▸ **Формулировка задачи a**:
Оформите все строки записей, которые следуют ниже за текстом, в виде нумерованного списка, опустив пустые строки. Изображения в ответ не включайте.

Разумеется, комментарий Грина тоже представляет собой краткую аллегорию именно того свойства, какими пользовался сам Толкин в лекции о «Беовульфе», то есть доведение до абсурда. Вскрывать теннисный мяч, для того чтобы понять, почему он отскакивает, разумеется, абсурдно — вот и препарировать художественное произведение столь же бессмысленно. Конечно, если это произведение похоже на теннисный мяч. Но я бы предположил, что эта аналогия ошибочна. Аллегорическое произведение (скажем, «Лист кисти Ниггля») гораздо больше похоже на кроссворд.
В обоих случаях слишком простые решения не доставляют удовольствия. Однако в обоих случаях имеет смысл начать с простого (например, установить, что «путь», в который предстоит отправиться Нигглю, — это смерть). Тогда при поиске ответов на более сложные вопросы читатель будет иметь в виду, что они должны соответствовать уже найденным более очевидным решениям, и чем больше найдено правильных ответов, тем меньше остается вариантов при подборе соответствий в не столь ясных случаях. В пользу предложенной мною аналогии говорит то, что и аллегории, и кроссворды интересны с интеллектуальной точки зрения — читатель аллегорического произведения активно участвует в процессе, а не идет пассивно за автором. Слабая сторона моей аналогии состоит в том, что разгадывание кроссворда дает лишь мимолетное ощущение удовлетворенности, тогда как разбор аллегории позволяет по-новому взглянуть на произведение и полностью меняет восприятие повествования. Кроме того, на последующих этапах понимания аллегории нет необходимости находить единственно верное решение (опять-таки в отличие от кроссвордов, такого решения, возможно, вовсе не существует). Достаточно лишь намека, повода к размышлению. Повествование при этом не теряет своего смысла. Продолжая аллегорию Грина, можно сказать, что оно «сохраняет прыгучесть» даже после «разрезания». На самом деле, прыгучесть даже повышается, а повествование приобретает дополнительные смыслы. Лишь самый ленивый читатель не готов приложить никаких усилий, чтобы внять подсказкам, которые дают авторы аллегорий.

▸ **Формулировка задачи b**:
Перепишите текст об аллегории и кроссвордах полностью, не внося никаких изменений.

▸ **Исходные данные**:
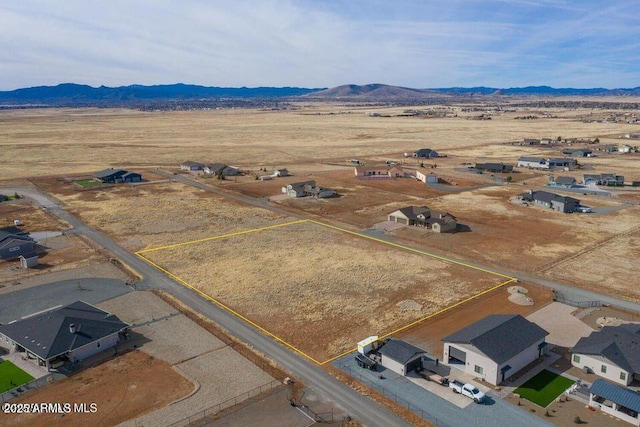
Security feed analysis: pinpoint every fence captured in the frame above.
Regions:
[344,366,450,427]
[0,374,53,403]
[170,380,282,427]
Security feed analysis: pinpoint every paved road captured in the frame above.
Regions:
[6,186,640,426]
[3,190,410,426]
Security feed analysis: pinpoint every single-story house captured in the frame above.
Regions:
[354,165,404,179]
[0,226,36,261]
[562,148,593,157]
[180,160,204,171]
[121,172,142,182]
[0,301,130,369]
[520,190,580,213]
[93,168,127,183]
[518,156,549,169]
[18,252,38,268]
[303,184,338,199]
[442,314,549,385]
[571,324,640,385]
[476,163,513,173]
[282,181,316,197]
[547,157,578,169]
[203,163,238,176]
[521,138,540,145]
[413,148,438,158]
[387,206,458,233]
[548,176,576,188]
[416,171,440,184]
[378,339,426,376]
[582,173,624,187]
[589,379,640,426]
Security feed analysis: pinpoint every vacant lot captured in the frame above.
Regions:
[2,351,194,426]
[144,222,506,361]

▸ **Правильный ответ a**:
1. Security feed analysis: pinpoint every fence captured in the frame above.
2. Regions:
3. [344,366,450,427]
4. [0,374,53,403]
5. [170,380,282,427]
6. Security feed analysis: pinpoint every paved road captured in the frame above.
7. Regions:
8. [6,186,640,426]
9. [3,190,410,426]
10. Security feed analysis: pinpoint every single-story house captured in the frame above.
11. Regions:
12. [354,165,404,179]
13. [0,226,36,261]
14. [562,148,593,157]
15. [180,160,204,171]
16. [121,172,142,182]
17. [0,301,130,369]
18. [520,190,580,213]
19. [93,168,127,183]
20. [518,156,549,169]
21. [18,252,38,268]
22. [303,184,338,199]
23. [442,314,549,385]
24. [571,324,640,385]
25. [476,163,513,173]
26. [282,181,316,197]
27. [547,157,578,169]
28. [203,163,238,176]
29. [521,138,540,145]
30. [413,148,438,158]
31. [387,206,458,233]
32. [548,176,576,188]
33. [416,171,440,184]
34. [378,339,426,376]
35. [582,173,624,187]
36. [589,379,640,426]
37. Security feed analysis: pinpoint every vacant lot captured in the frame above.
38. Regions:
39. [2,351,194,426]
40. [144,222,506,361]

▸ **Правильный ответ b**:
Разумеется, комментарий Грина тоже представляет собой краткую аллегорию именно того свойства, какими пользовался сам Толкин в лекции о «Беовульфе», то есть доведение до абсурда. Вскрывать теннисный мяч, для того чтобы понять, почему он отскакивает, разумеется, абсурдно — вот и препарировать художественное произведение столь же бессмысленно. Конечно, если это произведение похоже на теннисный мяч. Но я бы предположил, что эта аналогия ошибочна. Аллегорическое произведение (скажем, «Лист кисти Ниггля») гораздо больше похоже на кроссворд.
В обоих случаях слишком простые решения не доставляют удовольствия. Однако в обоих случаях имеет смысл начать с простого (например, установить, что «путь», в который предстоит отправиться Нигглю, — это смерть). Тогда при поиске ответов на более сложные вопросы читатель будет иметь в виду, что они должны соответствовать уже найденным более очевидным решениям, и чем больше найдено правильных ответов, тем меньше остается вариантов при подборе соответствий в не столь ясных случаях. В пользу предложенной мною аналогии говорит то, что и аллегории, и кроссворды интересны с интеллектуальной точки зрения — читатель аллегорического произведения активно участвует в процессе, а не идет пассивно за автором. Слабая сторона моей аналогии состоит в том, что разгадывание кроссворда дает лишь мимолетное ощущение удовлетворенности, тогда как разбор аллегории позволяет по-новому взглянуть на произведение и полностью меняет восприятие повествования. Кроме того, на последующих этапах понимания аллегории нет необходимости находить единственно верное решение (опять-таки в отличие от кроссвордов, такого решения, возможно, вовсе не существует). Достаточно лишь намека, повода к размышлению. Повествование при этом не теряет своего смысла. Продолжая аллегорию Грина, можно сказать, что оно «сохраняет прыгучесть» даже после «разрезания». На самом деле, прыгучесть даже повышается, а повествование приобретает дополнительные смыслы. Лишь самый ленивый читатель не готов приложить никаких усилий, чтобы внять подсказкам, которые дают авторы аллегорий.